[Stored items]
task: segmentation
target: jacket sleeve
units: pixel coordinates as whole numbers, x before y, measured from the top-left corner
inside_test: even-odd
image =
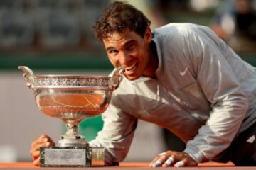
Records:
[[[247,113],[248,101],[233,72],[235,66],[224,56],[232,50],[206,28],[187,35],[187,55],[212,108],[206,123],[184,150],[201,162],[212,159],[230,145]],[[225,47],[218,47],[220,44]]]
[[[122,110],[124,104],[117,94],[119,89],[112,94],[111,102],[102,114],[102,130],[97,137],[89,142],[90,146],[103,147],[105,149],[106,165],[116,165],[127,156],[129,149],[137,119]]]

> Problem description
Print each record exactly as it stands, leaving the images out.

> Result
task: segmentation
target: jacket sleeve
units: pixel coordinates as whole numbers, x before y, measured from the top-left corner
inside_test: even-odd
image =
Records:
[[[247,113],[248,101],[233,72],[235,66],[224,56],[232,50],[206,28],[187,35],[187,55],[212,108],[206,123],[184,150],[201,162],[212,159],[230,145]],[[225,47],[218,47],[220,44]]]
[[[122,110],[124,104],[117,94],[119,89],[112,94],[111,102],[102,114],[102,130],[97,137],[89,142],[90,146],[103,147],[105,149],[106,165],[116,165],[127,156],[129,149],[137,119]]]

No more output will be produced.